Exercise objective
Output the records again verbatim.

Given information

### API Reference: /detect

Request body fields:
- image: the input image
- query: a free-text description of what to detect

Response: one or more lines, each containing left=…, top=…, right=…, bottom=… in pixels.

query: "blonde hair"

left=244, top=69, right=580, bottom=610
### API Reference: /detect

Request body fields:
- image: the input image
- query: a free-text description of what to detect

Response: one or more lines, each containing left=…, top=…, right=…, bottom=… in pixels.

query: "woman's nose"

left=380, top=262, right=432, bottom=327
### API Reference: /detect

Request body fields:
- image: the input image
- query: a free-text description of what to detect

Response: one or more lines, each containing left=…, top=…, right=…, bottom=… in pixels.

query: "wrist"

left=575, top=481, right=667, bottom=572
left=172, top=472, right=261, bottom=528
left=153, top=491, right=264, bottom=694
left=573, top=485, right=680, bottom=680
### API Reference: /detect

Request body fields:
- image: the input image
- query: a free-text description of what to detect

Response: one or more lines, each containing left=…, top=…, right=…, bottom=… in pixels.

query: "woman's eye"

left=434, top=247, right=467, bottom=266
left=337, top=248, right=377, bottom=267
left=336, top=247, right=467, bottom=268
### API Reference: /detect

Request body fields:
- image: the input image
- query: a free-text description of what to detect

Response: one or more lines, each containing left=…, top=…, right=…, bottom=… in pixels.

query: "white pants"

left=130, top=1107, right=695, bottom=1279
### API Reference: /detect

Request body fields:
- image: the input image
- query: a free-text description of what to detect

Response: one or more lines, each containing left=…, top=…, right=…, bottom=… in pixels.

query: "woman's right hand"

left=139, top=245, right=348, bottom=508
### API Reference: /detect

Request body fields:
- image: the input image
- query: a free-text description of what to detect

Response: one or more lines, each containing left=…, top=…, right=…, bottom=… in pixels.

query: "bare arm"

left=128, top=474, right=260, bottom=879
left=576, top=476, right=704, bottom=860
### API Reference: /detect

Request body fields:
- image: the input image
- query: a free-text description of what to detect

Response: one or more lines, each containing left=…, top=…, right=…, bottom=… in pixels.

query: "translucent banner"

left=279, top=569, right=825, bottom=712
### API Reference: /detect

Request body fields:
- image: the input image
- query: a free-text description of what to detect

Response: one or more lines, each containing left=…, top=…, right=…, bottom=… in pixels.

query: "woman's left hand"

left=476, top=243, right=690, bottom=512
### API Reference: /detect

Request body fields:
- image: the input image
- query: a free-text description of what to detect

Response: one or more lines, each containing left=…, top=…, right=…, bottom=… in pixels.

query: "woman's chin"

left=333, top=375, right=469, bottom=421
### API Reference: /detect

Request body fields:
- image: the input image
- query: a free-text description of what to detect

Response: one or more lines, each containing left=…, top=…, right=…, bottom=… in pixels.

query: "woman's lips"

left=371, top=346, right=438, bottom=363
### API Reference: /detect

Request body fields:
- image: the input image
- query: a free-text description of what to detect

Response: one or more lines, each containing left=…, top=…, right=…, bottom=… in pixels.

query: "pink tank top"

Solution for this task
### API Reference: /detect

Request body fields:
- image: the input image
- query: a free-text description of what to detect

Response: one or more lines, each containing left=…, top=…, right=…, bottom=… in pixels.

query: "blonde hair"

left=244, top=69, right=580, bottom=610
### API Reference: /detect

Request body fields:
- image: the input image
- query: a free-text description of what to detect

Response: one or more lines, each containing left=…, top=…, right=…, bottom=… in pixels.

query: "woman's nose"

left=380, top=262, right=432, bottom=327
### API Reference: /detect

Request body fields:
- image: the input image
- query: a free-text description of what to detect

Response: one or more lines, each containing left=…, top=…, right=…, bottom=… in pixels.

query: "wrist"

left=575, top=481, right=667, bottom=572
left=172, top=472, right=261, bottom=528
left=153, top=491, right=264, bottom=694
left=573, top=485, right=680, bottom=680
### API Reference: /detect

Request body fields:
- image: the input image
- query: a free-text description of what to detect

Response: one or more lines, each containing left=…, top=…, right=…, bottom=… in pixels.

query: "woman's eye"

left=434, top=247, right=467, bottom=266
left=337, top=248, right=377, bottom=267
left=336, top=247, right=467, bottom=268
### API Reference: /detect

Request body fields:
- image: the input image
- query: a free-text description of what to detect

Response: one or more lines, each containing left=…, top=…, right=…, bottom=… in pixels.

query: "white pants"

left=130, top=1107, right=695, bottom=1279
### API Reference: /detect

Request body fields:
- image: the input image
- query: a free-text description of what to detect

Response: one or more lines, each containing left=…, top=…, right=…, bottom=… in pixels.

query: "woman's right hand"

left=139, top=245, right=348, bottom=508
### API Reference: /detect

Request body fields:
- image: the input image
- query: a free-text description of what to detect

Response: one or more lines, each containing left=…, top=…, right=…, bottom=… in pixels.

query: "bare arm"

left=128, top=474, right=260, bottom=879
left=576, top=476, right=704, bottom=860
### API Reference: /detect

Request body fields:
- image: the input image
- query: a free-text description of what to detect

Response: one or more lines, each containing left=…, top=…, right=…, bottom=… in pixels.

query: "translucent banner"

left=279, top=569, right=825, bottom=712
### API Reference: /detect

Request body fields:
- image: the input image
- query: a free-text description of what to detect

Response: one or more lines, each containing left=…, top=…, right=…, bottom=… in pixels.

query: "woman's left hand"

left=476, top=243, right=690, bottom=512
### API Reference: /detect

Request body fields:
- image: the input image
- query: a free-text description of what to detect

Response: one or more lines, each containing left=…, top=…, right=…, bottom=… in pixels.

query: "woman's chin"

left=333, top=375, right=469, bottom=421
### API Reference: /detect

Request body fields:
- image: the input image
- query: a free-text description of what to detect

Response: one or more lines, each containing left=…, top=…, right=…, bottom=… in pixels.

query: "woman's lips"

left=371, top=346, right=438, bottom=363
### API Reference: /detect

Request body fields:
- image: the input image
- query: a free-text description of what to detect

Response: one or more lines, each containing left=…, top=…, right=…, bottom=… in pixels.

query: "pink tank top"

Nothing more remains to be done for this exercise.